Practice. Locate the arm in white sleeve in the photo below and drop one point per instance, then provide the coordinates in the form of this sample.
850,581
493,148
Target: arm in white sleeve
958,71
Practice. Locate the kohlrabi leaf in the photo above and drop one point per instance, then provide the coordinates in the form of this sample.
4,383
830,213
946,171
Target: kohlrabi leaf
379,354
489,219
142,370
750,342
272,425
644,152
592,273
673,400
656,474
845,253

————————

• **What to do**
Retype the data. Every line must match the original exactly.

• **Result of the task**
Practice. Locate the arm in white sleeve in the photo below and drop one point per instance, then provide the coordinates in the form of this sample.
850,581
493,148
Target: arm in white sleeve
958,71
Practice. Locate the kohlrabi leaf in the photo above and drop one point per instance, then provide the coordinates in the form of this sample.
4,383
830,213
946,171
Target: kohlrabi leaf
379,354
489,219
142,370
750,342
272,425
644,152
592,273
673,400
656,474
845,253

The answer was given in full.